DATA ROWS ->
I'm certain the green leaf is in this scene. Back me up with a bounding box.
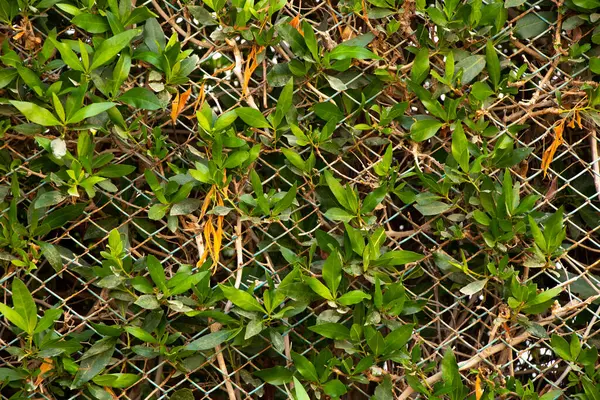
[118,87,162,111]
[360,185,387,214]
[274,78,294,125]
[323,379,348,399]
[291,351,319,382]
[125,326,158,343]
[34,191,67,209]
[281,149,309,172]
[9,100,60,126]
[485,40,500,89]
[169,199,202,215]
[0,303,29,332]
[254,367,294,385]
[244,319,265,340]
[527,215,548,251]
[12,279,37,335]
[312,102,345,122]
[93,373,141,389]
[97,164,136,178]
[308,322,350,340]
[452,121,469,172]
[36,241,63,272]
[329,44,381,60]
[213,110,238,132]
[325,207,356,222]
[442,348,460,387]
[133,294,160,310]
[187,5,219,26]
[455,55,486,85]
[67,102,115,124]
[344,223,365,256]
[374,250,425,266]
[219,285,267,314]
[504,0,527,8]
[293,377,310,400]
[539,390,563,400]
[71,13,110,33]
[146,254,169,294]
[460,279,487,296]
[306,277,333,300]
[235,107,271,129]
[514,11,556,39]
[573,0,600,10]
[415,201,452,216]
[169,389,194,400]
[33,308,63,334]
[338,290,371,306]
[590,57,600,74]
[184,330,231,351]
[71,337,117,389]
[410,119,444,142]
[323,170,352,211]
[384,324,414,354]
[365,327,385,357]
[550,333,572,361]
[0,68,18,89]
[223,150,250,169]
[410,47,429,85]
[273,182,298,215]
[471,82,494,101]
[323,251,342,296]
[148,204,170,221]
[90,29,142,70]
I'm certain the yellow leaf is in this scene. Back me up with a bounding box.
[171,88,192,124]
[242,45,264,94]
[34,358,54,387]
[542,119,565,178]
[290,14,304,36]
[475,375,483,400]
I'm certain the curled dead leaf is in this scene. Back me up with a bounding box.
[171,88,192,124]
[542,119,565,178]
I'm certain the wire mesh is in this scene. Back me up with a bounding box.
[0,0,600,399]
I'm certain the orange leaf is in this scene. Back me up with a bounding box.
[35,358,54,386]
[171,88,192,123]
[204,219,215,264]
[242,46,264,94]
[290,14,304,36]
[475,375,483,400]
[542,119,565,178]
[213,196,225,268]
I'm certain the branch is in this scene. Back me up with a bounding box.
[398,295,600,400]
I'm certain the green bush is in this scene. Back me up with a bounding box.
[0,0,600,400]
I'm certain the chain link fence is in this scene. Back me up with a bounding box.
[0,0,600,400]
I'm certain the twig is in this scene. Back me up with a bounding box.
[199,216,244,400]
[590,128,600,197]
[225,39,258,110]
[398,295,600,400]
[150,0,213,49]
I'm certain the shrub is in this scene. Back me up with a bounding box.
[0,0,600,400]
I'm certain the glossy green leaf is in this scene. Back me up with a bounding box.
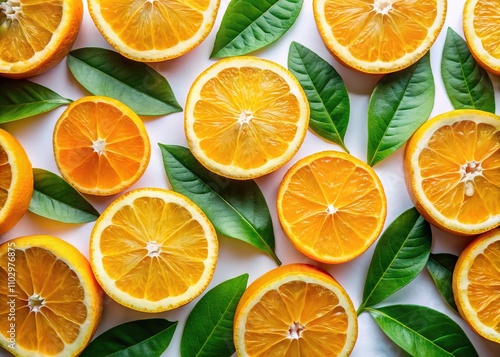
[28,169,99,223]
[288,42,350,152]
[79,318,177,357]
[210,0,304,58]
[367,53,435,166]
[367,305,478,357]
[181,274,248,357]
[159,144,281,264]
[0,76,72,123]
[358,208,432,314]
[441,27,495,113]
[67,47,182,115]
[427,253,458,312]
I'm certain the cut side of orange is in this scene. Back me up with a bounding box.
[233,264,358,357]
[0,0,83,78]
[453,229,500,343]
[404,109,500,235]
[184,56,309,180]
[0,235,102,357]
[53,96,151,196]
[276,151,387,263]
[90,188,218,312]
[88,0,220,62]
[462,0,500,75]
[313,0,447,73]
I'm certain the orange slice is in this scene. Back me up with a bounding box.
[276,151,387,263]
[233,264,358,357]
[0,235,102,357]
[0,129,33,234]
[404,109,500,235]
[88,0,220,62]
[184,56,309,180]
[0,0,83,78]
[90,188,218,312]
[313,0,447,73]
[453,229,500,343]
[53,96,151,196]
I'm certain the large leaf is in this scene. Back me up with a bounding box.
[367,305,478,357]
[441,27,495,113]
[159,144,281,264]
[80,318,177,357]
[68,47,182,115]
[28,169,99,223]
[427,253,458,312]
[367,53,435,166]
[181,274,248,357]
[0,76,72,123]
[210,0,304,58]
[288,42,350,152]
[358,208,432,313]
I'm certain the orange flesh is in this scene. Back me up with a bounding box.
[0,247,87,356]
[245,281,348,357]
[418,120,500,224]
[193,67,300,169]
[100,198,208,301]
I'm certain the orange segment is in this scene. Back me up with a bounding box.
[0,235,102,356]
[313,0,447,73]
[234,264,357,357]
[53,96,151,195]
[90,188,218,312]
[277,151,387,263]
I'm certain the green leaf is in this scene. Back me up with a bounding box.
[427,253,458,313]
[80,318,177,357]
[67,47,182,115]
[181,274,248,357]
[367,53,435,166]
[28,169,99,223]
[358,208,432,314]
[159,144,281,265]
[441,27,495,113]
[288,42,350,152]
[210,0,304,58]
[367,305,478,357]
[0,76,72,123]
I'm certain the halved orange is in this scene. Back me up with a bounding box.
[453,229,500,343]
[0,0,83,78]
[404,109,500,235]
[0,235,102,357]
[90,188,218,312]
[276,151,387,263]
[88,0,220,62]
[313,0,447,73]
[53,96,151,196]
[233,264,358,357]
[184,56,309,180]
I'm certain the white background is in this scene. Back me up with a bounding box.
[0,0,500,357]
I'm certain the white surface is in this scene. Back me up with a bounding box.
[0,0,500,357]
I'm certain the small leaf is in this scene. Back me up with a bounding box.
[159,144,281,265]
[0,76,72,123]
[441,27,495,113]
[67,47,182,115]
[367,305,478,357]
[80,318,177,357]
[367,53,435,166]
[181,274,248,357]
[358,208,432,314]
[427,253,458,313]
[288,42,350,152]
[28,169,99,223]
[210,0,304,58]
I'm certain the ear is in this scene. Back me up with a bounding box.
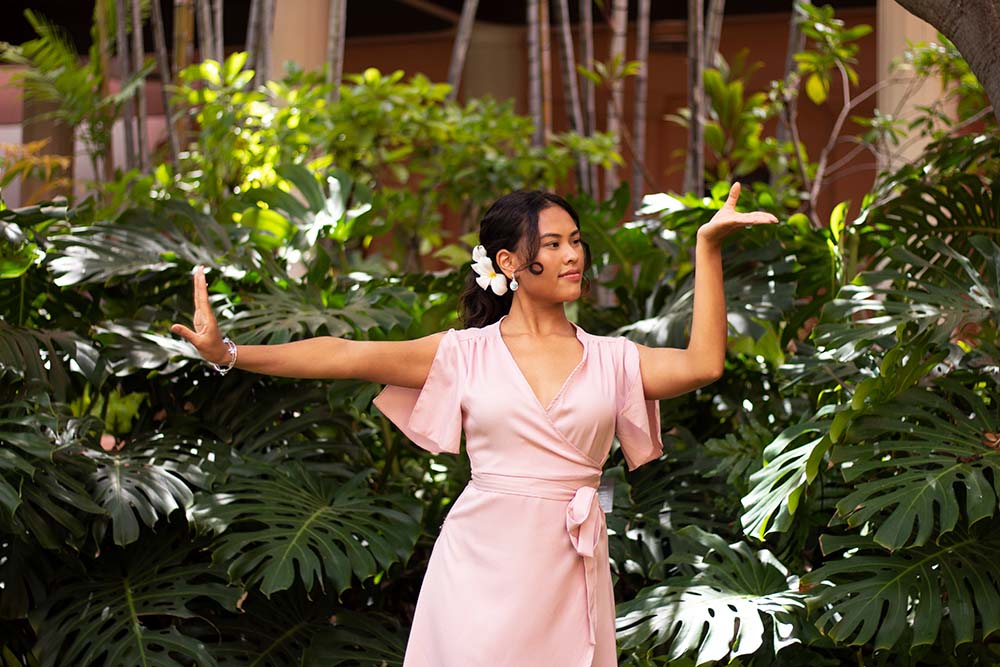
[497,248,517,278]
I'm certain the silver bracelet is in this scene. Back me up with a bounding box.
[208,336,236,375]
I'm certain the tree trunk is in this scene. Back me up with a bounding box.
[115,0,135,171]
[632,0,650,211]
[448,0,479,100]
[684,0,705,196]
[771,2,806,187]
[212,0,226,62]
[257,0,275,83]
[580,0,599,198]
[196,0,218,61]
[604,0,628,198]
[174,0,194,147]
[326,0,347,102]
[149,0,180,164]
[244,0,262,73]
[553,0,592,193]
[94,0,115,183]
[896,0,1000,123]
[129,0,149,171]
[705,0,726,67]
[538,0,552,143]
[527,0,545,146]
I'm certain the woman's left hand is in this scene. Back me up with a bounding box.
[698,183,778,245]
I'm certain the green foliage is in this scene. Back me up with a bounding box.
[35,537,240,667]
[618,526,805,664]
[0,9,153,173]
[203,467,419,596]
[0,3,1000,667]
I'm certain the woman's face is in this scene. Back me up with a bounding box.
[501,206,584,302]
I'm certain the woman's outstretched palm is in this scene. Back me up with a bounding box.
[170,266,229,363]
[698,183,778,243]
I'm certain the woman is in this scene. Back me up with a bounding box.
[171,183,777,667]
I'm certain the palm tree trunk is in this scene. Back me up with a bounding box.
[538,0,552,142]
[130,0,149,171]
[684,0,705,196]
[149,0,180,164]
[604,0,628,198]
[94,0,115,183]
[771,2,806,186]
[196,0,218,61]
[212,0,226,62]
[115,0,135,171]
[257,0,275,83]
[326,0,347,102]
[527,0,545,146]
[244,0,261,75]
[632,0,650,211]
[705,0,726,67]
[448,0,479,100]
[553,0,591,192]
[580,0,598,197]
[174,0,194,147]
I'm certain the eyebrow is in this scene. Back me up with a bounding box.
[539,229,580,239]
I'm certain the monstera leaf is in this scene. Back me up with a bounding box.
[816,236,1000,360]
[803,522,1000,650]
[837,380,1000,550]
[854,133,1000,271]
[0,393,104,549]
[741,335,942,540]
[617,526,805,665]
[32,531,241,667]
[0,320,108,400]
[48,200,233,286]
[740,405,837,540]
[205,463,420,595]
[303,611,407,667]
[227,280,413,344]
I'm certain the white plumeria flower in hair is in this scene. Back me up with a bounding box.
[472,245,507,296]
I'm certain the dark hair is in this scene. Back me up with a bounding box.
[459,190,590,327]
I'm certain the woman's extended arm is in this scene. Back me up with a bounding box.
[638,183,778,400]
[170,267,444,389]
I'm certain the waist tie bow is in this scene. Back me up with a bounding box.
[471,472,605,646]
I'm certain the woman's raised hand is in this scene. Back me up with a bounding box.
[170,266,230,365]
[698,183,778,245]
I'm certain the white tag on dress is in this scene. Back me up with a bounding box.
[597,476,615,514]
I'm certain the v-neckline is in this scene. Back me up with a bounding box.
[496,315,587,415]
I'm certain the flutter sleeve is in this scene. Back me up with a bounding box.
[615,338,663,470]
[373,329,465,454]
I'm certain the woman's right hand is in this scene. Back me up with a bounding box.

PROBLEM STATEMENT -> Only the lines from the one with "I'm certain the eyebrow" through the end of the material are wanted; copy them exactly, both ends included.

REPLY TO THE EXERCISE ->
I'm certain the eyebrow is in this scene. Back me up with a bounding box.
[539,229,580,239]
I'm certain the monstera leaf is in this scene. Back me up with a bounding box.
[816,236,1000,360]
[803,522,1000,650]
[837,380,1000,550]
[854,133,1000,271]
[0,393,104,549]
[741,335,942,540]
[617,526,805,665]
[32,531,241,667]
[0,320,108,400]
[48,200,233,286]
[740,405,837,540]
[205,463,420,595]
[303,611,407,667]
[227,280,413,344]
I'm certain the white plumeria flower in hair is in this scene. Back me up with a bounding box.
[472,245,507,296]
I'm certain the dark hair is in this scene. Back me up with a bounding box.
[459,190,590,327]
I'm certain the woman's extended arm is in this scene. Back me up with a bounding box.
[638,183,778,400]
[170,267,444,389]
I'm certain the waist tie bow is in this scene. Back me up with a bounding box.
[471,472,605,646]
I'm certain the woman's raised hand is in this scene. Back me up with a bounding box.
[170,266,230,365]
[698,183,778,245]
I'm certain the white tag on dress is in this scene. Back me up with a bounding box.
[597,476,615,514]
I'm certain the v-neckline is in this scene. Back me up with a bounding box.
[496,315,587,415]
I'm certain the flutter sleeve is in this scene. Back me up with a bounding box.
[615,338,663,470]
[373,329,465,454]
I'm certain the woman's right hand is in this scene. Back me up with a bounding box.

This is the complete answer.